» **Work to complete**: Exactly reproduce the lines from the one holding "Pick out the performer's" through the final line of the listing below, with both ends included and nothing else.

[Items from a data source]
────────

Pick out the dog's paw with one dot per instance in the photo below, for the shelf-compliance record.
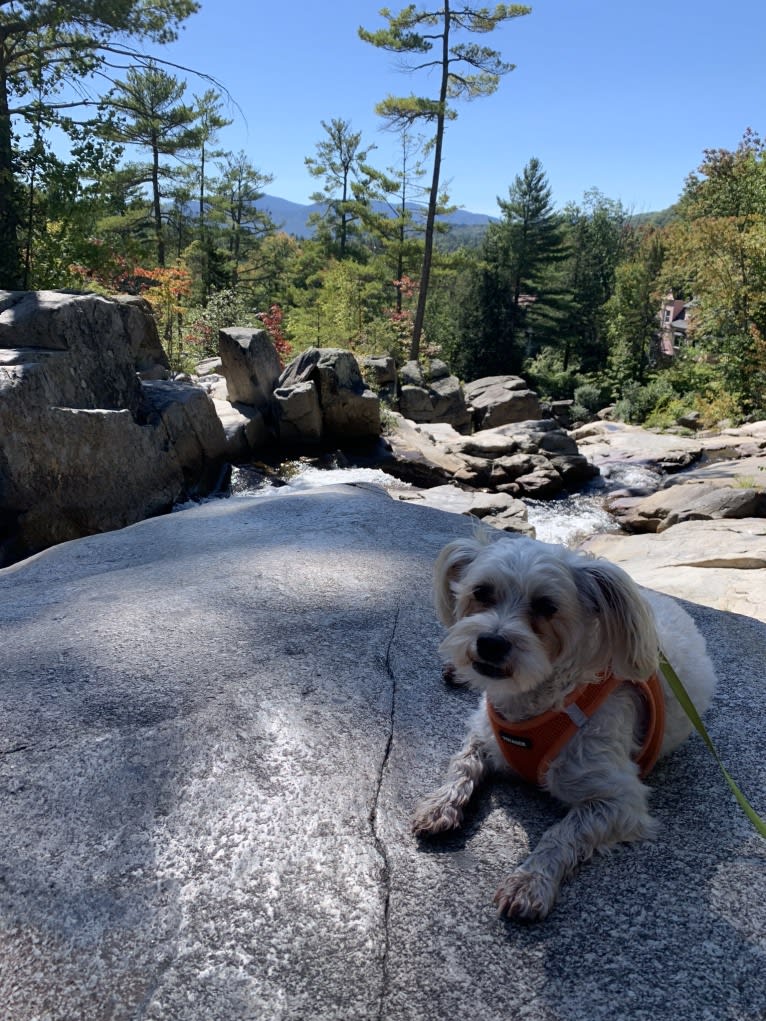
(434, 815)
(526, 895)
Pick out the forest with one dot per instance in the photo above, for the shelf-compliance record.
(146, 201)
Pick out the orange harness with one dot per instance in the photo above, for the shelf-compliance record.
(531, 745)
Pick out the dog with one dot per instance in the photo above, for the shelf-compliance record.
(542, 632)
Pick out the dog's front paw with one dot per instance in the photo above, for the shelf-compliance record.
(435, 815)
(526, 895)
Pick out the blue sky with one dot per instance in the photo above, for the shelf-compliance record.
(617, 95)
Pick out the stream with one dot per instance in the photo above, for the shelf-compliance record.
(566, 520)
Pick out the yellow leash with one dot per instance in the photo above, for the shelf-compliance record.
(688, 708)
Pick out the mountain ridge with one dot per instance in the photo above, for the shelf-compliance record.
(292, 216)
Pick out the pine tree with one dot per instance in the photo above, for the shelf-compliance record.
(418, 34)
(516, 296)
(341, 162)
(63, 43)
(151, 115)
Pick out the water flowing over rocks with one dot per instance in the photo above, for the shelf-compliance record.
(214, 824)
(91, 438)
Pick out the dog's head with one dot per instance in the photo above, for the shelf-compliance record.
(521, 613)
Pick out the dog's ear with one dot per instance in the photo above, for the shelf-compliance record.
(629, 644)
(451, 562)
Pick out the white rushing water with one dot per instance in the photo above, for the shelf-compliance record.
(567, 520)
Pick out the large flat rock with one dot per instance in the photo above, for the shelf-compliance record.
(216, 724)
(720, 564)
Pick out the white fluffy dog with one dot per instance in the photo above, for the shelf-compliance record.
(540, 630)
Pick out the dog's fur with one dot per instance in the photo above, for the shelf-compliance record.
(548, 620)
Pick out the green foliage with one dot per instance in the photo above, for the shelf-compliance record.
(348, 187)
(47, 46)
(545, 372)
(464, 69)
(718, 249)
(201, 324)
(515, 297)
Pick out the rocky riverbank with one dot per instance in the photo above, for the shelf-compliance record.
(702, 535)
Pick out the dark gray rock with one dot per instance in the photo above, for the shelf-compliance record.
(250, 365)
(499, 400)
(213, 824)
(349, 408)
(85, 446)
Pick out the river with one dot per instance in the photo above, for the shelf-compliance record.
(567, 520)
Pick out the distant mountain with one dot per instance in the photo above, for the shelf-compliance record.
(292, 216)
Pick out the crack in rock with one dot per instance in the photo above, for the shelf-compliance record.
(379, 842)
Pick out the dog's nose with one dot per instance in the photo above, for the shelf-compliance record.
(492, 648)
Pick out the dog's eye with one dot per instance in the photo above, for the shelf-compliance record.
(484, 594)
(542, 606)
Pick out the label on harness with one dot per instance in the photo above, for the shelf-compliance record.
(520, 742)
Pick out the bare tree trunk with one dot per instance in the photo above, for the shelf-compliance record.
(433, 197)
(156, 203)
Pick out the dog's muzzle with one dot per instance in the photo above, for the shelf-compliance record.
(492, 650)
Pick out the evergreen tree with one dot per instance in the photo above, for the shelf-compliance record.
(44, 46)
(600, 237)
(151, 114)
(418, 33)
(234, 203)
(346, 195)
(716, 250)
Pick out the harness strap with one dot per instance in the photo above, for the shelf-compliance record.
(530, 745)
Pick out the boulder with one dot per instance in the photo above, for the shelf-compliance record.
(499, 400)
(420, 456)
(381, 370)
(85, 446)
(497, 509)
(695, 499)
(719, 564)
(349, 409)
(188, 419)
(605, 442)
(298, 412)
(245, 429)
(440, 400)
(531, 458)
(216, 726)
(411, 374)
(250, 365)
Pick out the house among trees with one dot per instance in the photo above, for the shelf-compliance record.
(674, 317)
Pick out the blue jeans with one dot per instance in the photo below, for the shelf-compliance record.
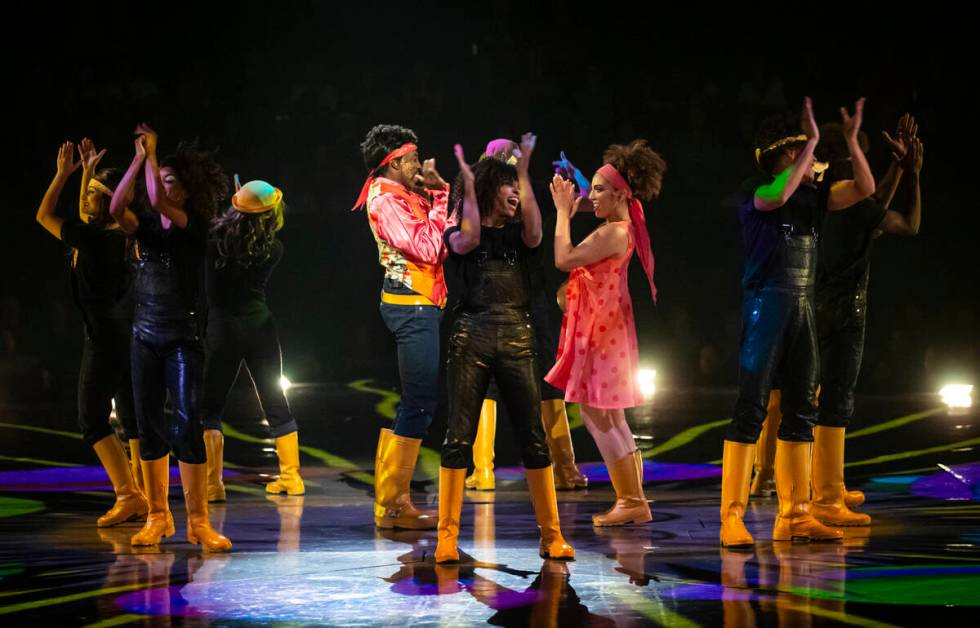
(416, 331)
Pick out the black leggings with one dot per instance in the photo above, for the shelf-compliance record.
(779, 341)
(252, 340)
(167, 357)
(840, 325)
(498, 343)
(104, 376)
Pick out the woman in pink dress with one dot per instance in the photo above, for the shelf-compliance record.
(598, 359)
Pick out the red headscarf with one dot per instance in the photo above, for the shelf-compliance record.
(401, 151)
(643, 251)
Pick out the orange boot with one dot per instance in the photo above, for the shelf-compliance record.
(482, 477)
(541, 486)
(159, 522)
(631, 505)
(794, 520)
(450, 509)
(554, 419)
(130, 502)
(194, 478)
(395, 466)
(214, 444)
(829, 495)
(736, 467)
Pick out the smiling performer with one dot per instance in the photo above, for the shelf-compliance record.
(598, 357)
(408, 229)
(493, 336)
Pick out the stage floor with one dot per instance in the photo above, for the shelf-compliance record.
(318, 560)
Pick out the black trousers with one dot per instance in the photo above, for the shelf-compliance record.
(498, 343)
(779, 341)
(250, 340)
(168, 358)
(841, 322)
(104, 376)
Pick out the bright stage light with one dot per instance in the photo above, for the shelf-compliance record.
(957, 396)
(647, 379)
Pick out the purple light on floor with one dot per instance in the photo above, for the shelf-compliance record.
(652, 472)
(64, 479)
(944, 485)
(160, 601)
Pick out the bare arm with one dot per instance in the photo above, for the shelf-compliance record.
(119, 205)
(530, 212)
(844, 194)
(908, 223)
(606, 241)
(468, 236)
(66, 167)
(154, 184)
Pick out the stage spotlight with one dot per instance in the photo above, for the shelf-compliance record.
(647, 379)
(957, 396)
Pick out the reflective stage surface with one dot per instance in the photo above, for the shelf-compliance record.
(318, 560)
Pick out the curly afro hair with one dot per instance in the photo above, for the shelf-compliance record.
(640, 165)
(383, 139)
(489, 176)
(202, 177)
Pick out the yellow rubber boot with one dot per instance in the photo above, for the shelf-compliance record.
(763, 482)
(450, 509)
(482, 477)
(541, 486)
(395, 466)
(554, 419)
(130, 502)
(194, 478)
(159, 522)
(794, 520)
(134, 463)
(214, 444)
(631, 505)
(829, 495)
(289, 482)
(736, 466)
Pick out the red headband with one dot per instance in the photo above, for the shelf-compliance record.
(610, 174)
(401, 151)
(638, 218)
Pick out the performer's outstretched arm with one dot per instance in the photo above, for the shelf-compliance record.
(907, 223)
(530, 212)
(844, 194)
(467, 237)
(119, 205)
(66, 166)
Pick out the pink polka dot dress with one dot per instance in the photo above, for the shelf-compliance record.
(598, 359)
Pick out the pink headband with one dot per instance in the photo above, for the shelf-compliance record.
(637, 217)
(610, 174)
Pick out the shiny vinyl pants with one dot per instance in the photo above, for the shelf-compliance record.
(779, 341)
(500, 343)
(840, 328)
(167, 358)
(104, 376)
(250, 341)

────────

» **Reply**:
Pick out the performer's outstretched arm with one dot per instance in the photo above, for the shelf-compliance record.
(907, 223)
(530, 212)
(844, 194)
(467, 237)
(119, 205)
(66, 166)
Pick out the pink polka dot dress with one dot per instance in the photo above, for the shelf-compliance record.
(598, 359)
Pick out the pink headband with one dot per instance in the photo above, for the shelf-compliance record.
(637, 217)
(610, 174)
Pick out the shiny vinyl pants with one dot per instance in the photo above, for the shelf-compliance record.
(779, 341)
(500, 343)
(840, 328)
(167, 358)
(104, 376)
(250, 341)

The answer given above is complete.